(Records)

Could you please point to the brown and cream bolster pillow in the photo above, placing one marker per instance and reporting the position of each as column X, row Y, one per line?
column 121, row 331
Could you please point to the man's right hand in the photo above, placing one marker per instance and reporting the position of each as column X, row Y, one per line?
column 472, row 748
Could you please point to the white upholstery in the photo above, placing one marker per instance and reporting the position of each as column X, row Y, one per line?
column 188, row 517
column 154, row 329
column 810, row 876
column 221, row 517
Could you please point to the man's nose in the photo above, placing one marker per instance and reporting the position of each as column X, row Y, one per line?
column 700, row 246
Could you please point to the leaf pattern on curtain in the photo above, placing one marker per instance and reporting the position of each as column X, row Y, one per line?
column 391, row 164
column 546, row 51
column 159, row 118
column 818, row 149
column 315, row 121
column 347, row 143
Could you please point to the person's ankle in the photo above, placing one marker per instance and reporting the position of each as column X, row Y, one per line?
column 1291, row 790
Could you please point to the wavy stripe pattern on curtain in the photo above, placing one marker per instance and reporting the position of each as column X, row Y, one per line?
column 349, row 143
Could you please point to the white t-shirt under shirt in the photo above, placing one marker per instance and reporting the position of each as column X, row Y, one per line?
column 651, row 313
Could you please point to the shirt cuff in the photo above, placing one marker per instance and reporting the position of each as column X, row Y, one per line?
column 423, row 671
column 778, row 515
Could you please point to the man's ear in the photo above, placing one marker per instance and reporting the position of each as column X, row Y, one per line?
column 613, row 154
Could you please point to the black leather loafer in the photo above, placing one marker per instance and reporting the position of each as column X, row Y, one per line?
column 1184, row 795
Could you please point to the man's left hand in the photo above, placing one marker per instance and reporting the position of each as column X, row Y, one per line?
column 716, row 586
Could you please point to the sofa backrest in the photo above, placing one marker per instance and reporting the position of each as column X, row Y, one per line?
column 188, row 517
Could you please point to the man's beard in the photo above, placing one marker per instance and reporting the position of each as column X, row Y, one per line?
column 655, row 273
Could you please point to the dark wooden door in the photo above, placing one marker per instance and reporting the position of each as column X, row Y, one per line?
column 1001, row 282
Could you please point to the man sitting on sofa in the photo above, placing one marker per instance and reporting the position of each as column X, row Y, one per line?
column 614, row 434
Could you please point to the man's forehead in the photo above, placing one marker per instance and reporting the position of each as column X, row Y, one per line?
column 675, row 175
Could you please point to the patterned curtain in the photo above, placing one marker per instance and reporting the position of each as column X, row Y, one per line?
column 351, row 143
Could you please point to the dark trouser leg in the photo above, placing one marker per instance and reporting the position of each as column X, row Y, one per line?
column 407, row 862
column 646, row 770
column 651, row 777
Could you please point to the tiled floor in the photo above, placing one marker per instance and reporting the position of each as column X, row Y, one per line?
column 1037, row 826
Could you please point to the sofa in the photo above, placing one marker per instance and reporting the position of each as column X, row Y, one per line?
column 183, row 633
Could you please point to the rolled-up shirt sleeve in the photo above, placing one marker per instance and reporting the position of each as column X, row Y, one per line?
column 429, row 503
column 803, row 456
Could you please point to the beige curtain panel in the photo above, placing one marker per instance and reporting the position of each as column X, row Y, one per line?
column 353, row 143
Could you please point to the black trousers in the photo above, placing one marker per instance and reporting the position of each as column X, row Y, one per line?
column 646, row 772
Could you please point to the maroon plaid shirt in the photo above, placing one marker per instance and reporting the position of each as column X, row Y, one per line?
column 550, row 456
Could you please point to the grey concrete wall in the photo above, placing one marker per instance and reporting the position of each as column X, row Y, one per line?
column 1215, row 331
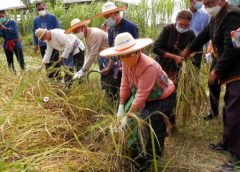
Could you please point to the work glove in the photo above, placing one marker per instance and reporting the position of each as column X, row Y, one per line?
column 121, row 111
column 208, row 58
column 79, row 74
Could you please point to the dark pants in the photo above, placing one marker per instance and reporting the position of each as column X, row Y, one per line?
column 151, row 115
column 197, row 60
column 54, row 58
column 78, row 60
column 19, row 54
column 111, row 85
column 231, row 134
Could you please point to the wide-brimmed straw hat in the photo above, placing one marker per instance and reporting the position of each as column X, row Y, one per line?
column 40, row 32
column 75, row 23
column 110, row 7
column 125, row 44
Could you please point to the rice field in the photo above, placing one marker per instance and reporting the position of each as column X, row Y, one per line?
column 74, row 130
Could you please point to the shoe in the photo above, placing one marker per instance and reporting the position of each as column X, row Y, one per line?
column 209, row 116
column 219, row 147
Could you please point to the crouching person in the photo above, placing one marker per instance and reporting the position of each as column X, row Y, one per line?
column 72, row 49
column 146, row 89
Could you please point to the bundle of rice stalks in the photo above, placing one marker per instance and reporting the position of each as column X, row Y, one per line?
column 191, row 96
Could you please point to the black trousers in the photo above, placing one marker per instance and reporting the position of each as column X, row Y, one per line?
column 150, row 114
column 111, row 85
column 231, row 134
column 215, row 90
column 54, row 58
column 19, row 54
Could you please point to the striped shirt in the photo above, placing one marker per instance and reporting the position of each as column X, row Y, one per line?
column 145, row 77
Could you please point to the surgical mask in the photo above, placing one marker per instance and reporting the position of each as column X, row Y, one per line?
column 197, row 5
column 42, row 12
column 3, row 20
column 181, row 30
column 80, row 35
column 213, row 11
column 110, row 22
column 234, row 2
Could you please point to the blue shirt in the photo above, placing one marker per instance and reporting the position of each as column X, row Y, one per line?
column 200, row 20
column 48, row 21
column 124, row 26
column 11, row 33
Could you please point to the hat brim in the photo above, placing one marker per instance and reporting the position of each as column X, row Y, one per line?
column 75, row 26
column 140, row 44
column 120, row 8
column 42, row 34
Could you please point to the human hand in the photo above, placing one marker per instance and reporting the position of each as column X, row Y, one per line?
column 79, row 74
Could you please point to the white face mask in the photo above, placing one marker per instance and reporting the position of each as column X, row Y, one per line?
column 42, row 12
column 213, row 11
column 80, row 35
column 181, row 30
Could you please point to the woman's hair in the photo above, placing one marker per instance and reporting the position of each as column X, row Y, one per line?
column 184, row 14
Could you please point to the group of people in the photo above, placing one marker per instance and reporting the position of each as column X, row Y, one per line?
column 145, row 85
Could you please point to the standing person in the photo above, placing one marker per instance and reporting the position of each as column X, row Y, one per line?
column 69, row 45
column 153, row 92
column 200, row 20
column 11, row 44
column 225, row 18
column 45, row 21
column 174, row 38
column 117, row 24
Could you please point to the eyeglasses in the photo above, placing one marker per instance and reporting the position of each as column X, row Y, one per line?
column 129, row 55
column 40, row 9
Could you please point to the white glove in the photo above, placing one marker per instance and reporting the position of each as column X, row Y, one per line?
column 208, row 58
column 124, row 122
column 79, row 74
column 121, row 111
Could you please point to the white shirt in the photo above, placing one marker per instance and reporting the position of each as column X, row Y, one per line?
column 62, row 42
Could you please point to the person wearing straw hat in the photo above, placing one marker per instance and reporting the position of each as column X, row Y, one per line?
column 96, row 40
column 48, row 21
column 71, row 47
column 145, row 89
column 116, row 24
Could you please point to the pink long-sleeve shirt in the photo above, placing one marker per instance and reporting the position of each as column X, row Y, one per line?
column 145, row 76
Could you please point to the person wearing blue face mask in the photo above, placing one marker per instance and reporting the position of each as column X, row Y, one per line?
column 45, row 21
column 172, row 39
column 12, row 44
column 200, row 20
column 116, row 24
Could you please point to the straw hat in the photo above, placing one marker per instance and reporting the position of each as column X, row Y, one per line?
column 40, row 32
column 125, row 44
column 110, row 7
column 76, row 23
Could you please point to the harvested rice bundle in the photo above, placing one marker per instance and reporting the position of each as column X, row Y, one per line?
column 191, row 95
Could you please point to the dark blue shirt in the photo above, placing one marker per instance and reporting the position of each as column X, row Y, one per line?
column 11, row 33
column 48, row 21
column 124, row 26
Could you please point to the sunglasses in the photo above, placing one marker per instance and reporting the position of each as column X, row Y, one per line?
column 129, row 55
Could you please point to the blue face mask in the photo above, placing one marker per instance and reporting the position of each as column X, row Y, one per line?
column 3, row 20
column 234, row 2
column 197, row 5
column 110, row 22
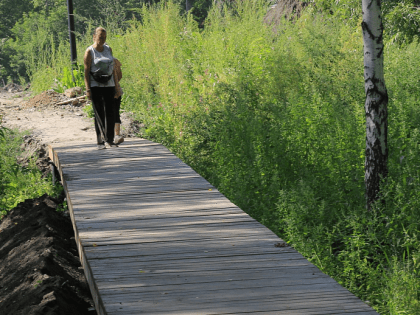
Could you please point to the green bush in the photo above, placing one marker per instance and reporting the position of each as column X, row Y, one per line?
column 275, row 120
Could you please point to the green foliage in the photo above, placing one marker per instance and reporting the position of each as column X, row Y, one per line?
column 18, row 183
column 275, row 120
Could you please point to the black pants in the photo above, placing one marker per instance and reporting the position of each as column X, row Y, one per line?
column 117, row 105
column 103, row 106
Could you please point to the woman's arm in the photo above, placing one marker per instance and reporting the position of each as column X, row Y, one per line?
column 87, row 59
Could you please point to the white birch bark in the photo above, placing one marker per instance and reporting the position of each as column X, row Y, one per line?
column 376, row 100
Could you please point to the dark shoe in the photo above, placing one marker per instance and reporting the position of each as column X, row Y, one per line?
column 118, row 139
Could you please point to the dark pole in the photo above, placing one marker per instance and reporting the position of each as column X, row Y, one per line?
column 72, row 36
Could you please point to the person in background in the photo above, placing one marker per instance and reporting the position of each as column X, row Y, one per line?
column 117, row 102
column 100, row 87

(End Records)

== Your task ==
Each line from the one containing "Could you please point to the dark pole" to the final line of the entries above must be returned exactly, and no other line may appear.

== Result for this task ==
Could you please point to the dark pole in the photo above, placing one marker per instance and reporting the position of each as column X, row Y, one per line?
column 72, row 36
Could you please point to the person in background in the photo above, placing one marker per instance and reporting the position of each as column X, row Y, one per line?
column 117, row 102
column 100, row 87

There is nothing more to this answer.